* _SET EXERCISE_
Return, unchanged, the entries from the line containing "Every instance of the woven" up to and including the line containing "[[229, 158]]".

* _DATA SHOWN_
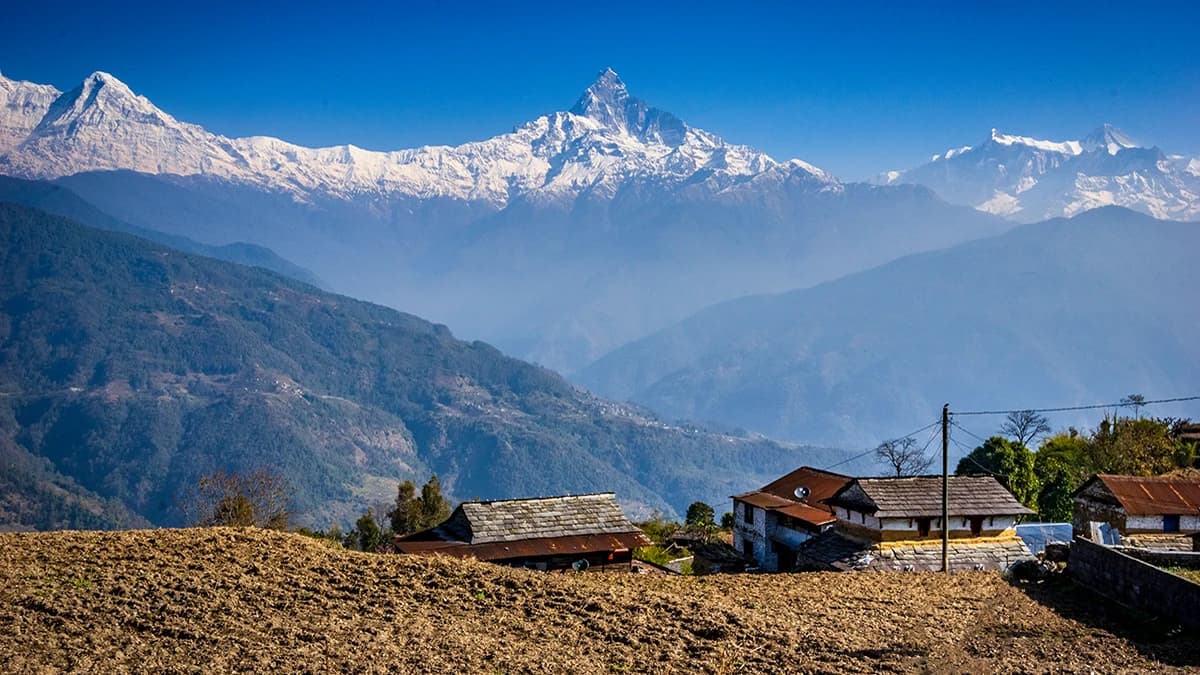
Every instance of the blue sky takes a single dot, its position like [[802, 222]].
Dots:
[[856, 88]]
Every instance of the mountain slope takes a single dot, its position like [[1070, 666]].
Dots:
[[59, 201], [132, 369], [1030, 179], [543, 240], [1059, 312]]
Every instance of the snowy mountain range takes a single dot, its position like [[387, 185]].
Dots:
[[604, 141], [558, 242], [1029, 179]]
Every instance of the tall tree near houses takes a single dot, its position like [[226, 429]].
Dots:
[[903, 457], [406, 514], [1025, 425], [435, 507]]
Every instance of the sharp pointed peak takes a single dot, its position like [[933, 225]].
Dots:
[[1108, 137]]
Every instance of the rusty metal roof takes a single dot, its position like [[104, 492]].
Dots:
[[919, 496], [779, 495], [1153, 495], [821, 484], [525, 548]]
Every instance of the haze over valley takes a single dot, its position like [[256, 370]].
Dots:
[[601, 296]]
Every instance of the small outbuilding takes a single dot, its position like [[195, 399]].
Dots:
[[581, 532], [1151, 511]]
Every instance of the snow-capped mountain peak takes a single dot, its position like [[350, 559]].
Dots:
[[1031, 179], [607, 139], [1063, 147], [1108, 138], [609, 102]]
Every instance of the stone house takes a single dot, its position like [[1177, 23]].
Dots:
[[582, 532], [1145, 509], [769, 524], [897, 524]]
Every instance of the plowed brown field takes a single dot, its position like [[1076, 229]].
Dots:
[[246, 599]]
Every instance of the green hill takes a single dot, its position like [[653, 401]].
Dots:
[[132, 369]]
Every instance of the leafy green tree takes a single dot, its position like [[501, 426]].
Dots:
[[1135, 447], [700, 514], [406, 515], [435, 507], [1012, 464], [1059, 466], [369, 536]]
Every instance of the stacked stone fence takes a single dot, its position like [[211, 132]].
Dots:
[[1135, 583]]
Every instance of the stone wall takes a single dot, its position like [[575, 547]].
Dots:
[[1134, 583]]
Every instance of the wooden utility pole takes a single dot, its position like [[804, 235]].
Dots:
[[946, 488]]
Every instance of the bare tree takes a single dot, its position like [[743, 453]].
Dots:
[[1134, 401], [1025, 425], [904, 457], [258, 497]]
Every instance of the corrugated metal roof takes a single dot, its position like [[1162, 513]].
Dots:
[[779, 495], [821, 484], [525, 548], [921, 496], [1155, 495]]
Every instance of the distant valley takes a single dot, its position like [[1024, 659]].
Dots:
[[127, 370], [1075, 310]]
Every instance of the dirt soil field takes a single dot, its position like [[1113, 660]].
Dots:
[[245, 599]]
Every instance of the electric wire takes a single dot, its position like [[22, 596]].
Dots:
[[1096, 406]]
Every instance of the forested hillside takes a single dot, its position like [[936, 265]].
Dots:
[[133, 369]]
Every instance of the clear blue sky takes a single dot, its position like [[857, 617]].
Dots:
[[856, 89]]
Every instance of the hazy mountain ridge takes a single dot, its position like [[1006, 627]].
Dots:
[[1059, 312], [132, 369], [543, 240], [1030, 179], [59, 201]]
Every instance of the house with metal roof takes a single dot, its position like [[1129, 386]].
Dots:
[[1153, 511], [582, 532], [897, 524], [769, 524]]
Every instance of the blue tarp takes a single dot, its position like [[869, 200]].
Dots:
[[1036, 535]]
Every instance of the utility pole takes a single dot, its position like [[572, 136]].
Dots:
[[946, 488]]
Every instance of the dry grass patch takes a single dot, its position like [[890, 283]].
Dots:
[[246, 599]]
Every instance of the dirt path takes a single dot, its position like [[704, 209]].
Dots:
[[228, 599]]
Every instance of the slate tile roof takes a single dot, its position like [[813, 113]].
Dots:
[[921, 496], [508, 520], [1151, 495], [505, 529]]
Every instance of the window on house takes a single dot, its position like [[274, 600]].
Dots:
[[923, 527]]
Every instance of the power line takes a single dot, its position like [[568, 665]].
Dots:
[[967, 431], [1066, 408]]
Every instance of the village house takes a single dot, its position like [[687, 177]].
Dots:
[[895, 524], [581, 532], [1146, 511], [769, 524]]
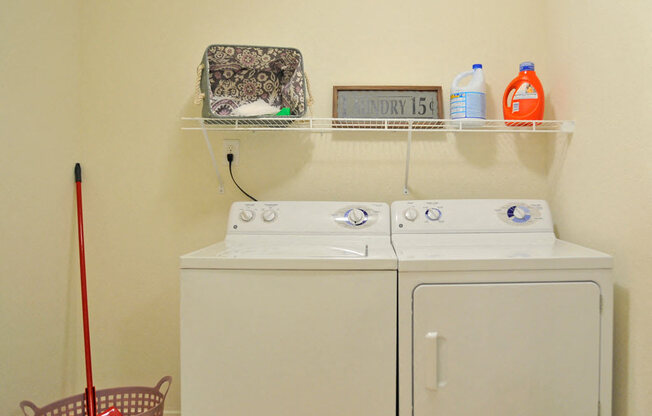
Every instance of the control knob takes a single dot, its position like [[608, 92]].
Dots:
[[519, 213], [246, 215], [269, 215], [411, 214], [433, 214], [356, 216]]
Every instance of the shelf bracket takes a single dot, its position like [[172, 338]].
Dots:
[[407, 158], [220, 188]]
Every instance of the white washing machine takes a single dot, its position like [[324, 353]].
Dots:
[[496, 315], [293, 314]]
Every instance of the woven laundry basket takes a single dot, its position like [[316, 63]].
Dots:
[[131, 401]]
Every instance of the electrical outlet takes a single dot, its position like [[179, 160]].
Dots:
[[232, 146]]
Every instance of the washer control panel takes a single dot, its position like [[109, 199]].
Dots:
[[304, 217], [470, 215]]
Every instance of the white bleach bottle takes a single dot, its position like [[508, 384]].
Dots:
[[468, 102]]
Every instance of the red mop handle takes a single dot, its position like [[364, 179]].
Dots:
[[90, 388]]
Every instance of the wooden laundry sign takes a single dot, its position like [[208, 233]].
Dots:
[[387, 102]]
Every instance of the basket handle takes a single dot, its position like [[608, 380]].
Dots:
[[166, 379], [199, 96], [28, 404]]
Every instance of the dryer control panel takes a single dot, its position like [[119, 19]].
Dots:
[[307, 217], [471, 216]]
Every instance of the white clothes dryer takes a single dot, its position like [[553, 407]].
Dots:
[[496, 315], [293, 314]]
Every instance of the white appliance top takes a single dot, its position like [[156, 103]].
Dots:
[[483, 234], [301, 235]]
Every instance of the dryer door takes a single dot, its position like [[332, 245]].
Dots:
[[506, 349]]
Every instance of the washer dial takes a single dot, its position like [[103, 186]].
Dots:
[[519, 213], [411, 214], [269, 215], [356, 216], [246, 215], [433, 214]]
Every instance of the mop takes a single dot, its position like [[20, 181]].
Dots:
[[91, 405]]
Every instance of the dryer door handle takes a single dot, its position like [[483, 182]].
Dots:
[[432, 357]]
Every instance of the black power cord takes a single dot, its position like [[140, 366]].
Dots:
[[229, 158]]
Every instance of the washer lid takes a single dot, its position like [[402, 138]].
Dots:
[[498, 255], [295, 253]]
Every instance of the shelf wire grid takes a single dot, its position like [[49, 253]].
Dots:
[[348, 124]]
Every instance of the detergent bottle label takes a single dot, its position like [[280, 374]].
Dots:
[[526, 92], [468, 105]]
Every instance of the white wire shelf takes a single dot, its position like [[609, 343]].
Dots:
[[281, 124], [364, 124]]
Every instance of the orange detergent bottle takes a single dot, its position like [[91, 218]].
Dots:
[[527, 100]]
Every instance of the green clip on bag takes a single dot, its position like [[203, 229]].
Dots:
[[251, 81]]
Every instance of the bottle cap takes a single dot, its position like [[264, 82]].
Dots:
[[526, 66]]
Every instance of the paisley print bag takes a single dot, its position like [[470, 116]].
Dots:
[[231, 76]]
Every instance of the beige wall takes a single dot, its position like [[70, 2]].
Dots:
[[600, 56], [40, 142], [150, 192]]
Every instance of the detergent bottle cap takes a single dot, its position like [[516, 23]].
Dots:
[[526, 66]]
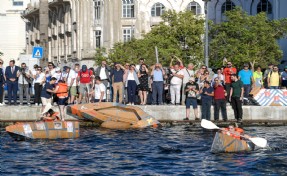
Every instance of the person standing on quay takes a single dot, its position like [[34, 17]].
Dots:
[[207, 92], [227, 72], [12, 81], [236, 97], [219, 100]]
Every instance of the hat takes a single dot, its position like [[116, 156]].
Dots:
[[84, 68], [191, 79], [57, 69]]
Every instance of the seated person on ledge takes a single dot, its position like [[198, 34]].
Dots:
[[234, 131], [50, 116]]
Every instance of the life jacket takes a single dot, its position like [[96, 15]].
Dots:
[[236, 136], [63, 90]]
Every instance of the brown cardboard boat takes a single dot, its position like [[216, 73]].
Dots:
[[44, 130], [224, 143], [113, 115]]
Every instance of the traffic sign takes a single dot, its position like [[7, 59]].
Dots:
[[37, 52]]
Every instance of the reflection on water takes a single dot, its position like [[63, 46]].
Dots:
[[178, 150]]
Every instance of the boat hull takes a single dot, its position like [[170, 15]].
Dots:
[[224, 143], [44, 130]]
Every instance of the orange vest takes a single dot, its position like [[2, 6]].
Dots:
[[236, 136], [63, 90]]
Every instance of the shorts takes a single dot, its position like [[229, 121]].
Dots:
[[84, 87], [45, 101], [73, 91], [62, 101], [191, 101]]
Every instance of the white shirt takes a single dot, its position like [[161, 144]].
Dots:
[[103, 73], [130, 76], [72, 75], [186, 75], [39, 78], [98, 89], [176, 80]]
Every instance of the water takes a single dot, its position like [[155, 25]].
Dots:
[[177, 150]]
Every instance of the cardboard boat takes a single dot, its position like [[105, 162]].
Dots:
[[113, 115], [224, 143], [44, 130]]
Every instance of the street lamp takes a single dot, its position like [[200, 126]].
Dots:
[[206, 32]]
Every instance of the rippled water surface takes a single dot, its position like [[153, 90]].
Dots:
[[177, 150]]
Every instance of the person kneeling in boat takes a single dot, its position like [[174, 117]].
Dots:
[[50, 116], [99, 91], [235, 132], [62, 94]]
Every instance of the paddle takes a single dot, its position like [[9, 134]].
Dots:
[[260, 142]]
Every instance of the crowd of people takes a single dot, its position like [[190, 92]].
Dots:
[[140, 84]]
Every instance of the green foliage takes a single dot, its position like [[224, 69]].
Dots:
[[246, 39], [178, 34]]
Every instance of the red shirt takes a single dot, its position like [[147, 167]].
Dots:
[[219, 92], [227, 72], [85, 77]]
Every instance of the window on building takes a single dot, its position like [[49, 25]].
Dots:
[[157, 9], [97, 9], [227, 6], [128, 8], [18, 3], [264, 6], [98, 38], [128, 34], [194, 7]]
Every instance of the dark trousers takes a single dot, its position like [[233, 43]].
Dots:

* _ANSWER_
Every instance of the woven laundry basket takes a single dot, its position like [[316, 63]].
Dots:
[[131, 401]]
Every instance of the electrical outlet takes a single dot, its position like [[179, 160]].
Dots:
[[232, 146]]
Every instance of the washer control panel takes a single dot, its position like [[109, 199]].
Dots:
[[304, 217], [470, 215]]
Every instance of the white bleach bottle takes a single dot, its position like [[508, 384]].
Dots:
[[468, 102]]
Every instance of the red mop handle takes a single dot, its position like [[364, 179]].
Dots:
[[90, 388]]
Every instance of the wooden laundry sign takes a single dot, its position like [[208, 233]].
Dots:
[[387, 102]]
Every instance of the basket handle takes a single dot, its position like [[608, 380]].
Dots:
[[166, 379], [199, 96], [28, 404]]
Every instance of the dryer control panel takes a single dot, its position like [[119, 19]].
Dots:
[[307, 217], [471, 216]]
Every instance of the white clothes dryer takes a single dot, its position like [[553, 407]].
Dots:
[[496, 315], [293, 314]]
Every instance of the white appliance top takes a single dot, its position like [[156, 103]].
Dots:
[[483, 234], [301, 235]]
Every instance of the dryer door takes a single dot, its position like [[332, 245]].
Dots:
[[506, 349]]
Every instance of the washer dial takes a single dot, its position like [[103, 186]].
Dots:
[[519, 213], [411, 214], [269, 215], [356, 216], [246, 215], [433, 214]]
Every instance of the mop takes a single dot, its position like [[20, 181]].
Dots:
[[91, 405]]
Every instance of the dryer door handle takes a single dot, its position like [[483, 182]].
Dots:
[[432, 357]]
Every instance of the black power cord takes a single dot, its position like [[140, 366]].
Dots:
[[229, 158]]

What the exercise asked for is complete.